*What is expected:* Would you write out all of the data exactly as it appears below?

*Supplied material:*

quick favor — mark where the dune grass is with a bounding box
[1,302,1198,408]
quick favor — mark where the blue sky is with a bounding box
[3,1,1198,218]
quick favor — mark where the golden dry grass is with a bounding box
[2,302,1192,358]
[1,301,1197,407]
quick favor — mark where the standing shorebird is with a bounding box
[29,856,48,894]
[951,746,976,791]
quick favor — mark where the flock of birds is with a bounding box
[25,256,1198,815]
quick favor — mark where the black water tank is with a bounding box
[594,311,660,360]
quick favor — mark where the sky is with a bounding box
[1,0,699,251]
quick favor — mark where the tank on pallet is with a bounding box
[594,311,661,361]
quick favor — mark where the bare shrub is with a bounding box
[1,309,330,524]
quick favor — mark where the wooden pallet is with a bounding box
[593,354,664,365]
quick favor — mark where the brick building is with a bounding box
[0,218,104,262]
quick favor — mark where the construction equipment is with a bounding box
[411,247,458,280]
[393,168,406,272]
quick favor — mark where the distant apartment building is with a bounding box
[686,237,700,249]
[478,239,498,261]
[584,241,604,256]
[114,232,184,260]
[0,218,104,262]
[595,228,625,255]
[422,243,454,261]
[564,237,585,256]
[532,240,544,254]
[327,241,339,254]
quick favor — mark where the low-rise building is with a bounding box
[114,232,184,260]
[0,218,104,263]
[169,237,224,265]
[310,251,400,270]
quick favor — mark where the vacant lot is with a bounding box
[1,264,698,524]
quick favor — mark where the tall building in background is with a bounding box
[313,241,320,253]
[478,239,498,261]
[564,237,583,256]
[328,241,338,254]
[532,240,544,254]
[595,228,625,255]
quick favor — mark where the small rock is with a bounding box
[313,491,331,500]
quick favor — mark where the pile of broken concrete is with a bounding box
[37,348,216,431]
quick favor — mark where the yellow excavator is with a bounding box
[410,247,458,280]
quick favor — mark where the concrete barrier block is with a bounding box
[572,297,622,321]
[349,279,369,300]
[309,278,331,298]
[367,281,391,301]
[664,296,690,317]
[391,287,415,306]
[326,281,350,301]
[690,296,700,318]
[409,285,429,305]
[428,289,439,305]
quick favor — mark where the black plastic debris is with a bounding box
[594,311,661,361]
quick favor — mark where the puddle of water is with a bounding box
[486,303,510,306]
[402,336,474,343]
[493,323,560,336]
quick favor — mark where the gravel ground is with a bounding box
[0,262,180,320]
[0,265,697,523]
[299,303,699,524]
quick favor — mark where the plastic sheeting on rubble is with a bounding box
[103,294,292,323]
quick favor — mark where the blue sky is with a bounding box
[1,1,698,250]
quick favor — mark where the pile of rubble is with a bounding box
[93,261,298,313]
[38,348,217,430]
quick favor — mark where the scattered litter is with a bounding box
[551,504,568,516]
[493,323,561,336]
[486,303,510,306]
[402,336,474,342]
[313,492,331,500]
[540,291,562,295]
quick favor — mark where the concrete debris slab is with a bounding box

*Reply to the task:*
quick favor — mark where the dune grass is with a bounding box
[1,302,1198,408]
quick favor — mark where the blue sky is with a bounding box
[3,1,1198,218]
quick favor — mark where the golden dry grass is with a bounding box
[2,302,1192,358]
[1,301,1197,407]
quick favor — mark where the standing shorebird is with a bounding box
[29,856,48,894]
[951,746,976,791]
quick favor — mark where the flock of birds is with a bounding box
[25,256,1198,815]
quick favor — mark where the black water tank is with a bounding box
[594,311,660,360]
quick favor — mark where the sky is with a bounding box
[1,0,699,251]
quick favor — mark where the tank on pallet is with a bounding box
[594,311,661,361]
quick favor — mark where the bare shrub is with a bounding box
[1,309,330,524]
quick favor — mark where the wooden pallet is with a bounding box
[593,354,664,365]
quick favor — mark where the brick building is with a bounding box
[0,218,104,262]
quick favor — mark where the construction equipment is with a bounding box
[411,247,458,280]
[393,168,406,272]
quick favor — mark where the distant apartment building is with a bounding box
[686,237,700,249]
[478,239,498,261]
[584,241,604,256]
[114,232,184,260]
[0,218,104,262]
[595,228,625,255]
[422,243,454,261]
[564,237,585,256]
[532,240,544,254]
[327,241,339,254]
quick favor — mark where the low-rise building is with a bounding box
[114,232,184,260]
[0,218,104,263]
[169,237,224,265]
[310,251,400,270]
quick favor — mark where the vacant lot is with a bounding box
[1,264,698,524]
quick favor — mark where the tall building in background is with a bounding box
[313,241,320,253]
[478,239,498,261]
[564,237,583,256]
[328,241,338,254]
[532,240,544,254]
[595,228,625,255]
quick favor — mark where the small rock is with a bounding box
[313,491,331,500]
quick favor — mark where the pile of broken concrete is with a bounding box
[37,348,216,431]
quick favor — mark where the yellow excavator is with a bounding box
[410,247,458,280]
quick favor — mark where the concrete barrier block is with a bounding box
[572,297,622,321]
[349,279,369,300]
[309,278,331,298]
[367,281,391,301]
[664,296,690,317]
[391,287,415,306]
[326,281,350,301]
[690,296,700,318]
[409,285,429,305]
[428,289,439,305]
quick favor — mark where the black plastic debris is with a bounding box
[594,311,661,361]
quick favor — mark where the puddle of water is with a bounding box
[486,303,510,306]
[402,336,474,343]
[493,323,560,336]
quick favor — mark where the gravel ground is with a bounding box
[0,262,180,320]
[0,265,697,523]
[299,303,699,524]
quick favor — mark where the plastic sheeting on rubble is with a bounding box
[103,294,292,323]
quick favor — mark where the blue sky is with a bounding box
[1,1,698,250]
quick favor — mark where the pile of rubble is with a bounding box
[93,261,298,313]
[38,348,217,430]
quick favor — mark where the scattered litter is with a bounding box
[551,504,568,516]
[493,323,561,336]
[486,303,510,306]
[402,336,474,342]
[313,492,331,500]
[540,291,562,295]
quick favor — mark where the concrete debris slab is with a bounding box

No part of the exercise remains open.